Quoted text
========================================

Progressive Socialist Party

Progressive Socialist Party
Progressive Socialist Party
الحزب التقدمي الإشتراكي
Leader Walid Jumblatt
Founder Kamal Jumblatt
Founded 1949
Headquarters Lebanon Mokhtara, Mount Lebanon
Ideology Democratic socialism
Social Democracy
Progressivism
Political position Centre-left
Religion Officially Secular, predominantly Druze
Parliament of Lebanon
7 / 128
Cabinet of Lebanon
3 / 30
Politics of Lebanon
Political parties
Elections

The Progressive Socialist Party or PSP (Arabic: الحزب التقدمي الاشتراكي‎, al-hizb al-taqadummi al-ishtiraki), also known as Parti Socialiste Progressiste in French, is a political party in Lebanon. Its current leader is Walid Jumblatt. It is ideologically secular and officially non-sectarian, but in practice is led and supported mostly by followers of the Druze faith.

Contents

Origins

The party was founded on 5 January 1949, and registered on 17 March the same year, under notification N°789. The founders comprised six individuals, all of different backgrounds. The most notable of these was Kamal Jumblatt (Walid Jumblatt's father). The others were Farid Joubran, Albert Adeeb, Abdallah Alayli, Fouad Rizk, and George Hanna. The PSP held in Beirut the first conference for the Socialist Arab Parties in Lebanon, Syria, Egypt and Iraq in 1951. From 1951 through 1972 the party had between three and six deputies in parliament.[1]

The PSP in the Lebanese Civil War (1975-1990)

Under Kamal Jumblatt's leadership, the PSP was a major element in the Lebanese National Movement (LNM) which supported Lebanon's Arab identity and sympathised with the Palestinians. Despite Jumblatt's initial reluctance to engage in paramilitarism, it built a powerful private army, which proved to be one of the strongest in the Lebanese Civil War of 1975 to 1990. It conquered much of Mount Lebanon and the Chouf District. Its main adversaries were the Maronite Christian Phalangist Kataeb Regulatory Forces militia, and later the Lebanese Forces militia (which absorbed the Phalangists). The PSP suffered a major setback in 1977, when Kamal Jumblatt was assassinated. His son Walid succeeded him as leader of the party.

From the Israeli withdrawal from the Chouf in 1983 to the end of the civil war, the PSP ran a highly effective civil administration, the Civil Administration of the Mountain, in the area under its control. Tolls levied at PSP militia checkpoints provided a major source of income for the administration, which succeeded in providing a high standard of social and public services.

========================================

(Extracted records)

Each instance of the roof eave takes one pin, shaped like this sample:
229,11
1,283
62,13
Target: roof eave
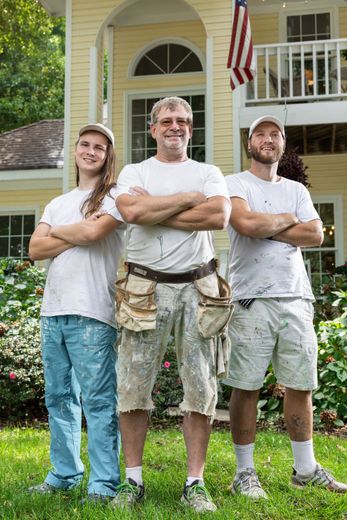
54,7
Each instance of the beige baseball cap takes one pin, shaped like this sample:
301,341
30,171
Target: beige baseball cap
266,119
98,127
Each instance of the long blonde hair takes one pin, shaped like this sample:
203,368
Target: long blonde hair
106,181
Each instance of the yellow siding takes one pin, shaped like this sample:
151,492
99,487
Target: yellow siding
327,175
215,22
23,198
342,22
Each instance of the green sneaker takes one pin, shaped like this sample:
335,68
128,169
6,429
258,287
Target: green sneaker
128,494
247,483
198,498
321,478
42,489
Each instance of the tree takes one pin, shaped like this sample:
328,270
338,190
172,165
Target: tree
292,167
31,64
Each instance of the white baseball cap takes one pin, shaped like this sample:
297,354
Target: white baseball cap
266,119
98,127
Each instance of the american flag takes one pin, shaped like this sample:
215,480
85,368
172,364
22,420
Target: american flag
241,59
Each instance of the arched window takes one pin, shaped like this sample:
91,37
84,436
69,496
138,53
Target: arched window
168,58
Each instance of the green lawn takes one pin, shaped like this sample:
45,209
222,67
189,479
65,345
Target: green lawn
24,460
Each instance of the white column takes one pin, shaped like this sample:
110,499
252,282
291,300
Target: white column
209,119
67,99
93,84
110,38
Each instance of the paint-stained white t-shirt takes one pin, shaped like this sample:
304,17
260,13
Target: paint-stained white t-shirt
262,268
162,248
81,280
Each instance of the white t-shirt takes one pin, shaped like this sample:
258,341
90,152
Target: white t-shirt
81,280
262,268
162,248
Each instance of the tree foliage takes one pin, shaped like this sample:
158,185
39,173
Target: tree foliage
292,167
31,64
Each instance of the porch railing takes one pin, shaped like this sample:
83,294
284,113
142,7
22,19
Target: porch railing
299,72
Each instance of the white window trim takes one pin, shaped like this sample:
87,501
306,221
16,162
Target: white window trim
145,94
304,9
337,200
164,41
21,210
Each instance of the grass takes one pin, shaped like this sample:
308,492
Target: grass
24,460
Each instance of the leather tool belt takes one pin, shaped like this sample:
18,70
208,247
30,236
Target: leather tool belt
160,277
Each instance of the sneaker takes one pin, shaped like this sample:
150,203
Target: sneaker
42,489
320,477
96,498
247,483
197,497
128,494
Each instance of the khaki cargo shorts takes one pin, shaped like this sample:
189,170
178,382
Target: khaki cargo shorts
171,310
277,330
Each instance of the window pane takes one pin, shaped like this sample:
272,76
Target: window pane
314,258
308,25
159,55
199,120
16,224
138,141
138,106
25,254
138,155
328,261
16,247
191,64
329,236
293,26
3,246
29,224
4,225
323,24
198,137
177,53
139,123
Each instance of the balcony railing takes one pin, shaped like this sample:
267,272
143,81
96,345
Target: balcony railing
299,72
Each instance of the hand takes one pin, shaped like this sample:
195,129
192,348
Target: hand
97,215
137,190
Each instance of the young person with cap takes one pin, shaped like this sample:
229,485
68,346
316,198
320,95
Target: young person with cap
81,232
271,219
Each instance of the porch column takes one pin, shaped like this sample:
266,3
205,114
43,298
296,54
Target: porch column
209,119
93,84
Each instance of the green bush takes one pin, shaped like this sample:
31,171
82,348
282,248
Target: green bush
21,372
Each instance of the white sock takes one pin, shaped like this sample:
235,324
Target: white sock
244,456
135,474
304,459
190,480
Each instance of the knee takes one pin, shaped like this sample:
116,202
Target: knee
239,395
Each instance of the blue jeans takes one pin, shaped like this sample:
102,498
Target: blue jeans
79,360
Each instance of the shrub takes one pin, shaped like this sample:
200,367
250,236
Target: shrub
21,289
21,372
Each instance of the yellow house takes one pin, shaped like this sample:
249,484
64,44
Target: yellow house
122,55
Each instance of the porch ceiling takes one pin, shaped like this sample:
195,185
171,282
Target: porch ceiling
155,11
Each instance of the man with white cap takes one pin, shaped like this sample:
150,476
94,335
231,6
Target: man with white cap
271,219
81,233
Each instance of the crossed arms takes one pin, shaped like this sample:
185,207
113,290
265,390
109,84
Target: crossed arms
48,242
187,211
283,227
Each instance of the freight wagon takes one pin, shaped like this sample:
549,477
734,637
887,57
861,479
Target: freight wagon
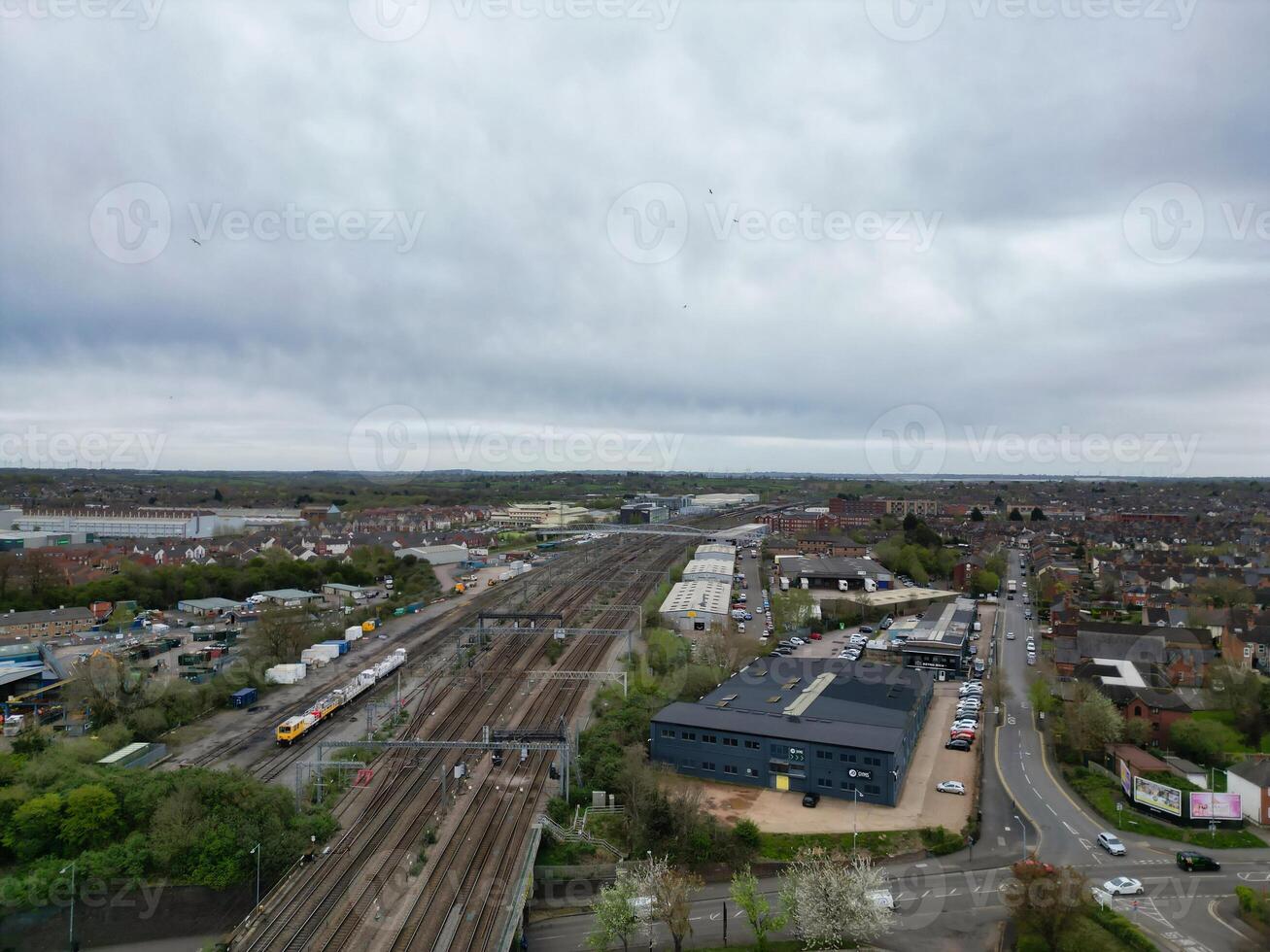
294,728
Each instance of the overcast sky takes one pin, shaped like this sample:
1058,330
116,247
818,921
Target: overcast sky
992,236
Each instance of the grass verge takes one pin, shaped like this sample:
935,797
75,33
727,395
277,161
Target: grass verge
1103,794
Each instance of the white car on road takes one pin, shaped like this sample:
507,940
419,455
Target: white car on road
1124,886
1112,843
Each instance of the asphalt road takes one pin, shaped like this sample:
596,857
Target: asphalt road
1063,832
951,902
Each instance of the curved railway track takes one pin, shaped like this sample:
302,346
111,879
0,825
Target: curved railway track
344,889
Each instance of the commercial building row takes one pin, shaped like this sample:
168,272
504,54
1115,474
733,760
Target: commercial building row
814,725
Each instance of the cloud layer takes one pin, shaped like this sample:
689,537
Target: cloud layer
777,235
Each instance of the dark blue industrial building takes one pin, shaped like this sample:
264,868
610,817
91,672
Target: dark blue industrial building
826,727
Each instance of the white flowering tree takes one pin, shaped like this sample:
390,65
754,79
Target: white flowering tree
615,914
665,895
831,899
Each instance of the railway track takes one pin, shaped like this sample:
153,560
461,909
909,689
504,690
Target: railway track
343,890
423,641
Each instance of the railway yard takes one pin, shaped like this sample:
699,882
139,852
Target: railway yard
380,885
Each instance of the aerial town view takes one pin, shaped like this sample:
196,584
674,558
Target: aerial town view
594,475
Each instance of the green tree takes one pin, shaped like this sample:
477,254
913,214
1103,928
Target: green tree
34,828
90,818
755,906
1205,741
1046,902
1092,720
1137,731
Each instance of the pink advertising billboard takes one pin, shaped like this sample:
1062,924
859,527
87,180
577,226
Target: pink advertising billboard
1216,806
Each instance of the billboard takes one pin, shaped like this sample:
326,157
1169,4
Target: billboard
1157,795
1216,806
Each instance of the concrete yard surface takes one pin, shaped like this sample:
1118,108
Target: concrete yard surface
919,803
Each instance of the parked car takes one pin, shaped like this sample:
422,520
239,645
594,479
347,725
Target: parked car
1112,843
1190,861
1123,886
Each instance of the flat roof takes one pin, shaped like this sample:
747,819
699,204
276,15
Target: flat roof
885,598
813,699
48,615
704,595
715,566
123,753
716,550
946,628
210,603
831,567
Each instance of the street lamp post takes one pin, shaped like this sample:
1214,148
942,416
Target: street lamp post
257,851
71,936
855,819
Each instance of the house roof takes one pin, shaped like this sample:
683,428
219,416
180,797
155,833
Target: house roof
1253,770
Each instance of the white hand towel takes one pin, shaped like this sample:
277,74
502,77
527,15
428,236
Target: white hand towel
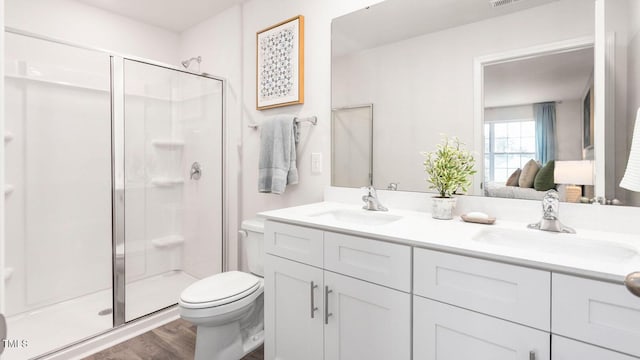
277,164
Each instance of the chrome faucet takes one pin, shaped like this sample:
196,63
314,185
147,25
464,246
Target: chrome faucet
550,214
371,201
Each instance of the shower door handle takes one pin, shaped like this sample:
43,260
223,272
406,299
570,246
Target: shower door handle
196,171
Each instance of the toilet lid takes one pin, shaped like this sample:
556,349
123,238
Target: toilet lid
221,288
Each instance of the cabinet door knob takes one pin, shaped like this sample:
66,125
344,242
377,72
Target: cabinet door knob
632,282
313,305
326,304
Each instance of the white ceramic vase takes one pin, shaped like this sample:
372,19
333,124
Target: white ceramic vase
442,208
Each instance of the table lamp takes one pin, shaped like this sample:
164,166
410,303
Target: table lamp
572,174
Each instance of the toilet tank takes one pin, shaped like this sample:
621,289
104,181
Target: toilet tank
252,235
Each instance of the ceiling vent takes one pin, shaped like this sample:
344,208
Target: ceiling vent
498,3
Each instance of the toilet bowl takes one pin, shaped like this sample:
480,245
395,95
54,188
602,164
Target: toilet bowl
227,308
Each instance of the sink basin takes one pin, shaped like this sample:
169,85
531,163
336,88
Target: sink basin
360,217
558,243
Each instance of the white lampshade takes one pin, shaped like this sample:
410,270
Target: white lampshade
631,178
578,172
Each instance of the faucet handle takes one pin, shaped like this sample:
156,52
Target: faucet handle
370,190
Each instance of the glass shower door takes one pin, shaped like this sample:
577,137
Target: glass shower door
57,147
173,184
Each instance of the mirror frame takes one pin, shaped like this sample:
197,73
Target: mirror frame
479,64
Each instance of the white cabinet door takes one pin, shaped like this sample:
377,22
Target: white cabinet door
596,312
366,321
371,260
566,349
293,330
445,332
294,242
506,291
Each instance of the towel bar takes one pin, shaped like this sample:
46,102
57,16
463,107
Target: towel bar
312,119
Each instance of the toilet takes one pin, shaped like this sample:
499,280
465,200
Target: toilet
227,308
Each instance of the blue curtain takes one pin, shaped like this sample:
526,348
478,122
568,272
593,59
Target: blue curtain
545,116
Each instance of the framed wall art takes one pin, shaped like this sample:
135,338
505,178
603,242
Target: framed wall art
280,64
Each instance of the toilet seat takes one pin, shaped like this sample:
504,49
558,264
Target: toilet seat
220,289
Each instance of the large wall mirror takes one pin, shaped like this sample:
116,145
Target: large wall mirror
515,83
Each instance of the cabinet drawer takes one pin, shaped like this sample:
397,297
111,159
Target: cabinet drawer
566,349
445,332
507,291
294,242
371,260
596,312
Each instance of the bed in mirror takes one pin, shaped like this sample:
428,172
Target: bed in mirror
485,75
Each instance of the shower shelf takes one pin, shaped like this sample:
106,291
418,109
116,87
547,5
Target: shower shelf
168,241
8,136
8,272
166,182
168,144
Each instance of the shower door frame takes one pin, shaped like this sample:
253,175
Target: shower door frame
118,170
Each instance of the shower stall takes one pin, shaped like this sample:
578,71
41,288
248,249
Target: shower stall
113,189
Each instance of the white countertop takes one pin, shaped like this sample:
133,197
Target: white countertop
587,253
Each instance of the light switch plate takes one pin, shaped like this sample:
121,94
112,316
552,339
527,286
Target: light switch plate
316,163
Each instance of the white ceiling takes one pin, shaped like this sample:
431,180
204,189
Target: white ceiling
554,77
173,15
394,20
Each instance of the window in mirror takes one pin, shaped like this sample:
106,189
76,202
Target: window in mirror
508,146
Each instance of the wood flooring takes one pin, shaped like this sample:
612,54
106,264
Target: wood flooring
173,341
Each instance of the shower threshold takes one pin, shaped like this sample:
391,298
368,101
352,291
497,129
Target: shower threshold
56,326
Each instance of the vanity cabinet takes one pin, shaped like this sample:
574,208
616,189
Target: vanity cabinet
596,312
567,349
510,292
331,296
446,332
467,308
293,310
344,303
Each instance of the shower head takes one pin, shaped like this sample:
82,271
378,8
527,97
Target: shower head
187,62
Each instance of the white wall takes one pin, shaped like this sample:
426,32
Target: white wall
79,23
258,15
2,181
227,43
633,83
423,86
568,130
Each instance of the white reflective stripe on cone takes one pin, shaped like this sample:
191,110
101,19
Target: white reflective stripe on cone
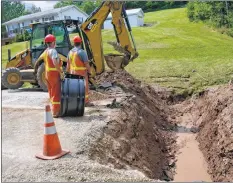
48,117
50,130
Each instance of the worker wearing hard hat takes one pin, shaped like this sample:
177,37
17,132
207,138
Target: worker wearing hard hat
77,63
53,73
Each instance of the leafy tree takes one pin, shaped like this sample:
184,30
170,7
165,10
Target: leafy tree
11,10
35,9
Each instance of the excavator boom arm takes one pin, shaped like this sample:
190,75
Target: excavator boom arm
91,31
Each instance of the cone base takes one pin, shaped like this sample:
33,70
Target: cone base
41,156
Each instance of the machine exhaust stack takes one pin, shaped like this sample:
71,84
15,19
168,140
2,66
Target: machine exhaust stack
9,54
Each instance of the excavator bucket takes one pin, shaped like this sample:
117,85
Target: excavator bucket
116,61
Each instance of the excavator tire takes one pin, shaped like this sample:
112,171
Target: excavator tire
41,77
11,78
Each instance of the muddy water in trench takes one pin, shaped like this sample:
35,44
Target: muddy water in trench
190,165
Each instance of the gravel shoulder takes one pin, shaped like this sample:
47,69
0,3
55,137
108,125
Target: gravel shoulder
22,138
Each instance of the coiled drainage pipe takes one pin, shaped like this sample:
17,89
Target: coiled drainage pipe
72,96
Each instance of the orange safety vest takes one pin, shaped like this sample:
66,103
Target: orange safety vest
76,65
49,66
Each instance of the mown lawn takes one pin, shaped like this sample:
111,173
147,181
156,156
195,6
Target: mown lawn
174,52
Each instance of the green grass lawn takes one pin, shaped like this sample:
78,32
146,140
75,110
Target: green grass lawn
174,52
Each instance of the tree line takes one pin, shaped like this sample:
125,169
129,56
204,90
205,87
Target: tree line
14,9
89,6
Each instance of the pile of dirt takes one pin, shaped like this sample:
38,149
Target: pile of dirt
212,114
216,132
140,136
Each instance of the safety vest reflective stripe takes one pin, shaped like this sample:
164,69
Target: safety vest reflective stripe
56,103
73,65
49,124
47,63
51,69
79,68
50,130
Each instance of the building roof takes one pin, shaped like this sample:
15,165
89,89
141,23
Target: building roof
129,12
42,14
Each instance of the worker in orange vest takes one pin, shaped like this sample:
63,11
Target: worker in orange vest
53,73
77,63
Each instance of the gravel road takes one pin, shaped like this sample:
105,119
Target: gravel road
22,138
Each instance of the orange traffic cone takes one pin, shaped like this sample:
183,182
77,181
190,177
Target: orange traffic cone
52,148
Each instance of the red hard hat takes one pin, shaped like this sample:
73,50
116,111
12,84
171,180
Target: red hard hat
49,38
77,39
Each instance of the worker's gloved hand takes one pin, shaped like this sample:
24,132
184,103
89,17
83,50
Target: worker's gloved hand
62,75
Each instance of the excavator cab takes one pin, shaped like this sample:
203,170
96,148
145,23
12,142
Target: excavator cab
39,31
27,66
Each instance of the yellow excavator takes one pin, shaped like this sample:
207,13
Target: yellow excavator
27,66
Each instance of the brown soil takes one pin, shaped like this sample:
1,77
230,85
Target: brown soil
216,132
140,135
212,117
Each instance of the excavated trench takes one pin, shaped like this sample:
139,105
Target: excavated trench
161,138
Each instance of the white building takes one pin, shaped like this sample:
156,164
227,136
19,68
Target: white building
135,16
69,12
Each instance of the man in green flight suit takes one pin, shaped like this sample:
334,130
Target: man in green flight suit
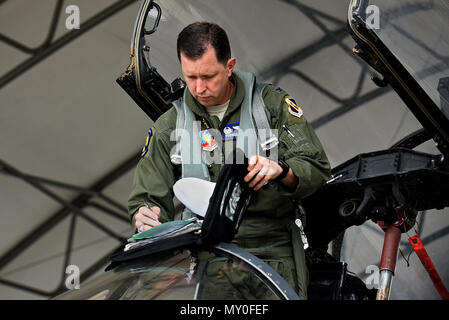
215,96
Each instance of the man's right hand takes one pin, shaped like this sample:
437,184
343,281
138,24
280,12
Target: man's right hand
147,218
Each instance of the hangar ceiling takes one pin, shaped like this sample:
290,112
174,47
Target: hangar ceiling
70,137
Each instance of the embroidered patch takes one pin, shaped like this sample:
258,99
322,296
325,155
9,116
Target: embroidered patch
293,108
231,131
147,143
279,89
207,141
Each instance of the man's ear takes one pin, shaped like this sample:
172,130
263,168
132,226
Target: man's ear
231,65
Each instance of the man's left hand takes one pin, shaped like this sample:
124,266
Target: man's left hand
261,170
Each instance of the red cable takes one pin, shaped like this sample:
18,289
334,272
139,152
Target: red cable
417,245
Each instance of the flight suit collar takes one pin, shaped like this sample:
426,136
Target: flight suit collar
236,99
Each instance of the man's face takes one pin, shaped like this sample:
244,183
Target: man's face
208,79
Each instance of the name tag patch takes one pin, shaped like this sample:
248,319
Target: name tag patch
231,131
207,141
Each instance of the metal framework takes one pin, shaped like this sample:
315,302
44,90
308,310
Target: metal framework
85,199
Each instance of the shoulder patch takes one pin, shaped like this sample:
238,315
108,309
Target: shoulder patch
293,108
279,89
147,143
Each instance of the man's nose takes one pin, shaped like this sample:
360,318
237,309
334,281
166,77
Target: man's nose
200,86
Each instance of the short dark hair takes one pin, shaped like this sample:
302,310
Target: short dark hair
194,39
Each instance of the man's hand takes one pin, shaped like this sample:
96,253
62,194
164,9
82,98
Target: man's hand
147,218
261,170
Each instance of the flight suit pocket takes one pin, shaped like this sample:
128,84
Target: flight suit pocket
295,142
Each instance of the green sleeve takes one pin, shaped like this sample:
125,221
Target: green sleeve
154,176
303,151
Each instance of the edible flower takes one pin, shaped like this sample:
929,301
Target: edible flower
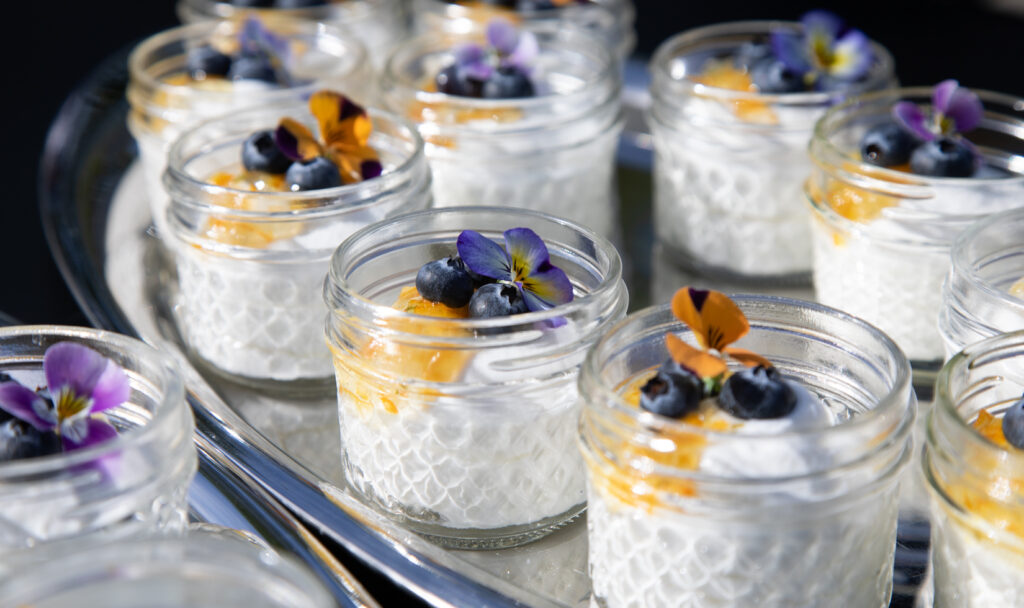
507,47
345,130
825,48
954,110
524,263
716,322
80,385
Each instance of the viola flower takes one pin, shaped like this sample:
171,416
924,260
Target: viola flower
524,263
716,322
954,110
824,49
81,384
345,130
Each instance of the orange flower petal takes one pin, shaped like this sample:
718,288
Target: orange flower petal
715,318
702,363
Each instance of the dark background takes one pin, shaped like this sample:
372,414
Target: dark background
55,45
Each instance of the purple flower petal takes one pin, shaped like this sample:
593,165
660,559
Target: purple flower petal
502,36
912,119
482,255
791,49
547,287
957,103
25,404
72,365
852,56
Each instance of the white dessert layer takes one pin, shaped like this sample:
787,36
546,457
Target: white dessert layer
970,571
731,194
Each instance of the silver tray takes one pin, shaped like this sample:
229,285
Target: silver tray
261,451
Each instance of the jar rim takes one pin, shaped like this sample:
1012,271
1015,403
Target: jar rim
337,291
170,383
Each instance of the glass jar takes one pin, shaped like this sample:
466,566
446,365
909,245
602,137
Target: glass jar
777,528
987,262
164,105
464,429
610,20
251,264
977,484
883,237
552,153
153,460
729,165
201,570
379,25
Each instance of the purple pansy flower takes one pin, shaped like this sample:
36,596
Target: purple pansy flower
954,110
82,384
524,262
825,48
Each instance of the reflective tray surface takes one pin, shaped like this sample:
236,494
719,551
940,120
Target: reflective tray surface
98,227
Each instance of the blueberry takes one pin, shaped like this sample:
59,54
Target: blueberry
204,61
454,81
312,175
446,281
887,144
253,67
497,299
771,76
18,440
943,158
1013,424
670,393
757,393
508,83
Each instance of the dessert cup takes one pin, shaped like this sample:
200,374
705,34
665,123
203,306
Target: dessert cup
883,237
203,569
132,484
975,482
464,429
609,20
251,264
987,262
379,25
162,109
729,165
773,521
552,153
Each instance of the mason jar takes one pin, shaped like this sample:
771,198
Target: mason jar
782,517
204,569
70,494
464,430
554,152
165,102
987,263
976,482
882,237
251,264
379,25
729,166
609,20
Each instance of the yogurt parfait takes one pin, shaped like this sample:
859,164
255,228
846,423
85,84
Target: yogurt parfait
526,118
259,201
457,337
737,449
183,76
983,294
379,25
974,464
610,20
897,176
95,439
732,109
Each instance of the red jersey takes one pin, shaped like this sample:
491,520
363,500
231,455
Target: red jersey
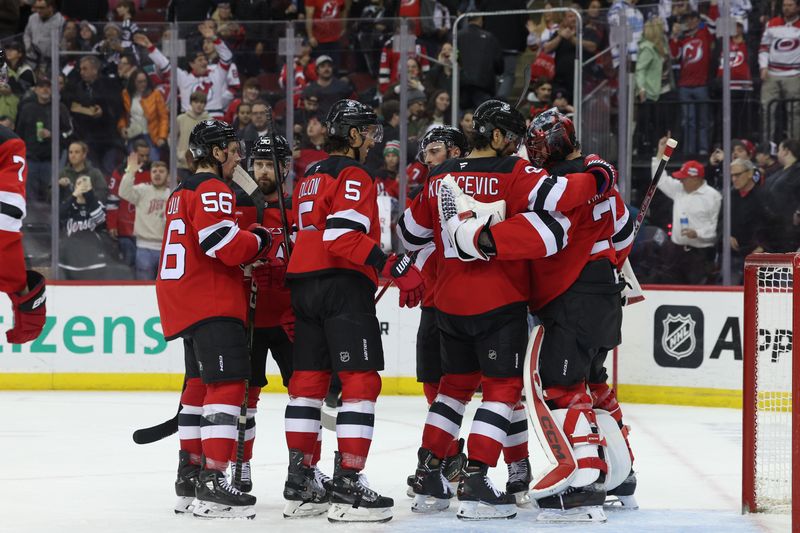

========================================

Complete the following
- A) According to the text on Lebanon's Progressive Socialist Party, on what date was the party founded?
- B) Carry the text on the Progressive Socialist Party forward from its final sentence.
The extracted listing has no role in this work.

Answers to the exercise
- A) 5 January 1949

- B)
The PSP played an important role in the so-called "Mountain War" under the lead of Walid Jumblatt: after the Israeli Army retreated from the Lebanese Mountain, important battles took place between the PSP and Christian militias. PSP armed members were accused of several massacres that took place during that war (31 August 1983: 36 civilians in Bmahray, 7 September 1983: 200 Christian civilians killed in Bhamdoun, 10 September 1983: 64 in Bireh, 10 September 1983: 30 in Ras el-Matn, 11 September 1983: 15 in Maasser Beit ed-Dine, 11 September 1983: 36 in Chartoun, 13 September 1983: 84 in Maasser el-Chouf, and many others...).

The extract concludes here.